Exercise: Copy out every one of the entries below, character for character.

+++

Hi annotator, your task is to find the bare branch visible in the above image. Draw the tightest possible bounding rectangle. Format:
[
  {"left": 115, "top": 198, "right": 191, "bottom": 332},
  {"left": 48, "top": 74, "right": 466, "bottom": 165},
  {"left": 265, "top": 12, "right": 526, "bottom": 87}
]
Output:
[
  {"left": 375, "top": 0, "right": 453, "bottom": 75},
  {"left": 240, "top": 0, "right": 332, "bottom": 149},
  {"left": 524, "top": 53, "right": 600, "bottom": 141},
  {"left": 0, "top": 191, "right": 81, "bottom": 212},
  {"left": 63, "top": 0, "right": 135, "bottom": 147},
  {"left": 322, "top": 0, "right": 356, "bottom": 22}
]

+++

Solution below:
Hi annotator, your task is to find the bare branch visible in the above image. Draw the tightest possible bounding rectangle. Format:
[
  {"left": 115, "top": 198, "right": 191, "bottom": 332},
  {"left": 48, "top": 74, "right": 466, "bottom": 165},
  {"left": 265, "top": 12, "right": 526, "bottom": 87}
]
Output:
[
  {"left": 375, "top": 0, "right": 453, "bottom": 75},
  {"left": 240, "top": 0, "right": 332, "bottom": 149},
  {"left": 524, "top": 53, "right": 600, "bottom": 141},
  {"left": 0, "top": 191, "right": 81, "bottom": 212},
  {"left": 63, "top": 0, "right": 135, "bottom": 147},
  {"left": 322, "top": 0, "right": 356, "bottom": 22}
]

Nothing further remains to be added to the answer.